▸ **WHAT THE TASK ASKS**
Report each line of the listing below that contains the string "field", copying the line in full.

▸ **THE RECORDS**
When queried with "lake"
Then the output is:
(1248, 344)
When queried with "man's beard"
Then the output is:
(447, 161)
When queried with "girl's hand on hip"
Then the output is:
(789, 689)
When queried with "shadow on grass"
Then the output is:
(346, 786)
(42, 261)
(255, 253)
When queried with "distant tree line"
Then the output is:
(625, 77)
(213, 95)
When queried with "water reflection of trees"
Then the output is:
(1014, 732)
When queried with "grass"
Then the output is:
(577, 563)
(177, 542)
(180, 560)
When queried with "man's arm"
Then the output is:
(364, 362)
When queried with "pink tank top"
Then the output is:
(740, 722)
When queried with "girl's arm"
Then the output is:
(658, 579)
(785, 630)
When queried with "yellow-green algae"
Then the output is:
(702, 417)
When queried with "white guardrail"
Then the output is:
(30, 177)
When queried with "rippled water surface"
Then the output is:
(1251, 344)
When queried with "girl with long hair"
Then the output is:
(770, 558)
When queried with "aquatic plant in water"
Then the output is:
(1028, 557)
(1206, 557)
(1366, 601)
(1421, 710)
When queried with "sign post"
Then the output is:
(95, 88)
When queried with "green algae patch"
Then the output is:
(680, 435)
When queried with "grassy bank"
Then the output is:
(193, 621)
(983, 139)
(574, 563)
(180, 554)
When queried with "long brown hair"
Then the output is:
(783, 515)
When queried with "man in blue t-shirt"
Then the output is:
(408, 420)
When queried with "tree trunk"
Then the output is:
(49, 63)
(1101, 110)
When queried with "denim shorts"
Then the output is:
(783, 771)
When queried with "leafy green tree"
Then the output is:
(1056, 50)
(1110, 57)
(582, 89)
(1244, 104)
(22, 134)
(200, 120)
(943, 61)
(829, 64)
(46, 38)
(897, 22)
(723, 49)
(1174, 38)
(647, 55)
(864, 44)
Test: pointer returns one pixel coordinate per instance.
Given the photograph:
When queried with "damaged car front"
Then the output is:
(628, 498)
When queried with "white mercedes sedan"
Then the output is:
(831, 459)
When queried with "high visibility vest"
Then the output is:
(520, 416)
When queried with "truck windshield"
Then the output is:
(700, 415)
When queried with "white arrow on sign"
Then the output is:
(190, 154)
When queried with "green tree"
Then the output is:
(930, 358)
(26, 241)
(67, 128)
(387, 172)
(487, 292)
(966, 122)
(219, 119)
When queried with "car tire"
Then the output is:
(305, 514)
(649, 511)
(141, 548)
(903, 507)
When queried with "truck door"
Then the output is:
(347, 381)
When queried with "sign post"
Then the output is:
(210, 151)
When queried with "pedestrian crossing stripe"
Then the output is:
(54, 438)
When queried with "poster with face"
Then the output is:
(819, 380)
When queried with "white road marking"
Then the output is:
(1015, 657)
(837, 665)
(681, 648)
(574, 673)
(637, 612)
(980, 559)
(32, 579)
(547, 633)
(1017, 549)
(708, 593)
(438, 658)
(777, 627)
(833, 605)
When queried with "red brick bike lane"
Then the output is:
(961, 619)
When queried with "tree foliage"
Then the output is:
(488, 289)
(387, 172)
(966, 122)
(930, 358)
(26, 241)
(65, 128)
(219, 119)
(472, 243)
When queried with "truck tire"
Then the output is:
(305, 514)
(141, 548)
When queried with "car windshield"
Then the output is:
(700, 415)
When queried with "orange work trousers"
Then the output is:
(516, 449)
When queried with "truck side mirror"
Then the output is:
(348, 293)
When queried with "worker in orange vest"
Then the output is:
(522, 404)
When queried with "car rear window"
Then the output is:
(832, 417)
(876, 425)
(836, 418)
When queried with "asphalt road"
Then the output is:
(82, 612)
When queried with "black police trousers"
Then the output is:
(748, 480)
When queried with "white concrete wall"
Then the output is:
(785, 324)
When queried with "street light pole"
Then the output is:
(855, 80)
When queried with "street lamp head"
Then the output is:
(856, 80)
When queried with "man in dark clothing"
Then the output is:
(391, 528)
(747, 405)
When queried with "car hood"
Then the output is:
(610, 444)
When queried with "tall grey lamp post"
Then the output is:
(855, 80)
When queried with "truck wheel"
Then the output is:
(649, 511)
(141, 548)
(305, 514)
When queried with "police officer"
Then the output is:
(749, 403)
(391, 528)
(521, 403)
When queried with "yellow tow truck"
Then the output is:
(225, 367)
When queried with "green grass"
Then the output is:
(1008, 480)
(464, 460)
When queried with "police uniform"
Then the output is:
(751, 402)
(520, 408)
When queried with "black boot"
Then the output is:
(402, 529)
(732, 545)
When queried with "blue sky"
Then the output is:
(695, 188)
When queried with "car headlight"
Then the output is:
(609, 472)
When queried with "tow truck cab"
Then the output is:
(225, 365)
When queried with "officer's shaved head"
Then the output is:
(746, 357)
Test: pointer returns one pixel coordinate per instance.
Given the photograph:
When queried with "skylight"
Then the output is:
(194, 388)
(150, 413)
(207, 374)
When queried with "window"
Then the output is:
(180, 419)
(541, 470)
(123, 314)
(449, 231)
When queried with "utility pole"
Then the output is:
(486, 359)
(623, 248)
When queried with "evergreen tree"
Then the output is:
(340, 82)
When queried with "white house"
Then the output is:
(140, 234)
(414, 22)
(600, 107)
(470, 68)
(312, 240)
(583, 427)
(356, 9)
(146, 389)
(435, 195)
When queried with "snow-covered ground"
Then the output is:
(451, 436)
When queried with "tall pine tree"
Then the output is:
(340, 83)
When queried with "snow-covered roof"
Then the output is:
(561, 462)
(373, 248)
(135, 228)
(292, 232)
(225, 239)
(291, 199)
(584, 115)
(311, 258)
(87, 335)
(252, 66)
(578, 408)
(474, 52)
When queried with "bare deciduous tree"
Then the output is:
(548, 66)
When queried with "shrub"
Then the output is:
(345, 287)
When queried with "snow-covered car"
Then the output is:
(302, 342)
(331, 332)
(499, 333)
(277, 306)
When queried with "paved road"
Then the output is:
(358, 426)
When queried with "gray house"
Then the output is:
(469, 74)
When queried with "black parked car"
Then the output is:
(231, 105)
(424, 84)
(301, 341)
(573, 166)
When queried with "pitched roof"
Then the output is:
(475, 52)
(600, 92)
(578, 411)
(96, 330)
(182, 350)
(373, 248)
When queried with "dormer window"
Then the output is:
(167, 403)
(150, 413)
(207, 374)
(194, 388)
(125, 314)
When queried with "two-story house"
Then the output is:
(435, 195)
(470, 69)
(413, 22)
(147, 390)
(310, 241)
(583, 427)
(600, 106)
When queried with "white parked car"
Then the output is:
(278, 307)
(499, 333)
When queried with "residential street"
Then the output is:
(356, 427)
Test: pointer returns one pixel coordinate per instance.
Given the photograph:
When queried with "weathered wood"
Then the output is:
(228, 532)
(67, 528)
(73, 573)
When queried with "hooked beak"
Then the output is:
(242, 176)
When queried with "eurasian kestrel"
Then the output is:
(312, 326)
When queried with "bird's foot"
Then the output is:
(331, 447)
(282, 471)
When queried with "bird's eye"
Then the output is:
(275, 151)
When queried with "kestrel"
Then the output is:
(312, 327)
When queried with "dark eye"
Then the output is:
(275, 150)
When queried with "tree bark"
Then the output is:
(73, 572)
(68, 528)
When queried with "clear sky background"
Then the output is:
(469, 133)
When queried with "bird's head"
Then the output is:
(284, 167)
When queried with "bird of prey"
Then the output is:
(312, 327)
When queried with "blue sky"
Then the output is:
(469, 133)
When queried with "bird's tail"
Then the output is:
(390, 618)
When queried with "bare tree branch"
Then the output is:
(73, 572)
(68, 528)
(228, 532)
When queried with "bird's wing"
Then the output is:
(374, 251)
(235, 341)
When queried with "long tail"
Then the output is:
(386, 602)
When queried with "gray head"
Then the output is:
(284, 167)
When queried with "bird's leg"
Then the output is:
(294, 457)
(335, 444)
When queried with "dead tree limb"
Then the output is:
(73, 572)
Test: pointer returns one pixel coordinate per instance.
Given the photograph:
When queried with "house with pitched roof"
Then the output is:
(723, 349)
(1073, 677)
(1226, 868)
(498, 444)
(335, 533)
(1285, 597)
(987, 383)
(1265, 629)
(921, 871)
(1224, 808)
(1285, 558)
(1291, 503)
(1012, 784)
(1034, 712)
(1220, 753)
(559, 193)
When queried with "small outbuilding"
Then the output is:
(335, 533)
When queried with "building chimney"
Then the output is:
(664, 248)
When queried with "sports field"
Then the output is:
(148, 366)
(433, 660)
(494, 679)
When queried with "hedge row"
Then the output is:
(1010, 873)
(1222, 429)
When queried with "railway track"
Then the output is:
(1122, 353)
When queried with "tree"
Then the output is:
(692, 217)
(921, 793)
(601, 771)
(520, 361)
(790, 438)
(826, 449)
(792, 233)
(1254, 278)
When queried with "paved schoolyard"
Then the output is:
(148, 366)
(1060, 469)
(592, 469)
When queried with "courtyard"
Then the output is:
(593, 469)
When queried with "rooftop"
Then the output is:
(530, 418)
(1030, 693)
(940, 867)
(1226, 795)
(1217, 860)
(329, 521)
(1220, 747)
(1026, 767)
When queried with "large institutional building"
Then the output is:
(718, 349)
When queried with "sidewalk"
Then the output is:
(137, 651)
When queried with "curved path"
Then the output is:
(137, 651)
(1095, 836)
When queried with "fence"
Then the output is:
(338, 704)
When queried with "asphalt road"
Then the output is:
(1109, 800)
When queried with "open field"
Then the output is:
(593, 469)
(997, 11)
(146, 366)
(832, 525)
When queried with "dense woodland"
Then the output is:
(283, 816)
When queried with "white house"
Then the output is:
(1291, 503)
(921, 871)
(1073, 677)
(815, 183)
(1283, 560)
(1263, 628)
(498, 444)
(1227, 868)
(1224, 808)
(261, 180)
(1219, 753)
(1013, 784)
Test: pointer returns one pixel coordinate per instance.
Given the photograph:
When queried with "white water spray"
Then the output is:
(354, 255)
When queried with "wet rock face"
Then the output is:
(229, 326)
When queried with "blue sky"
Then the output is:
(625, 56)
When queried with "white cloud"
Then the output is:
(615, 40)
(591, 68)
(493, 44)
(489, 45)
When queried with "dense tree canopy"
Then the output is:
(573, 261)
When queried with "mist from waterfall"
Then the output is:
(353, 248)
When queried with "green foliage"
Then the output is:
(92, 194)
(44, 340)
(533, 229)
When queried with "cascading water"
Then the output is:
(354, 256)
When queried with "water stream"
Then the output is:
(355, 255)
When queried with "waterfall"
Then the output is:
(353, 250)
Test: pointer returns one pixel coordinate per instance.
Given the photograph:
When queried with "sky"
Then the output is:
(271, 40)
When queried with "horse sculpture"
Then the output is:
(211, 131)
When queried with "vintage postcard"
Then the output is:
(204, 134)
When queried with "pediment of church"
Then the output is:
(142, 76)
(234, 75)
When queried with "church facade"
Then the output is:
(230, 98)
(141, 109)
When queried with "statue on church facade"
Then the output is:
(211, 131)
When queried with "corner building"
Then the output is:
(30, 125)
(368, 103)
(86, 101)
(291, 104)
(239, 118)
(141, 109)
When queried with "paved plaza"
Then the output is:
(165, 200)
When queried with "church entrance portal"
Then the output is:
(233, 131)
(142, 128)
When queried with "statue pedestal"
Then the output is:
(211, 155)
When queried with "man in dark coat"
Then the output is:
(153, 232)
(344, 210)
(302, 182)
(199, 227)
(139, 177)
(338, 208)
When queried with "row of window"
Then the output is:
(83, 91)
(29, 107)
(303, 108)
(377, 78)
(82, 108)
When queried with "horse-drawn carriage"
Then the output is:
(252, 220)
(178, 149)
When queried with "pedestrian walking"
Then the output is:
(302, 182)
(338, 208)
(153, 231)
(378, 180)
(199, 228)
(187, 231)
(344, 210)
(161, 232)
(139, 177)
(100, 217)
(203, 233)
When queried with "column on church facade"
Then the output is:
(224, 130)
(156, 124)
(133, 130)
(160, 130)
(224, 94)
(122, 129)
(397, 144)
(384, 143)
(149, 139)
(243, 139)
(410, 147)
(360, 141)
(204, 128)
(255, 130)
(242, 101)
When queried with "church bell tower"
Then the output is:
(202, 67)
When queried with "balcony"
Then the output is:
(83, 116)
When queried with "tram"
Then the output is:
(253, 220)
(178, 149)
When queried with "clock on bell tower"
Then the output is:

▸ **EXERCISE OUTPUT**
When queried with "sports field"
When queried with "open field"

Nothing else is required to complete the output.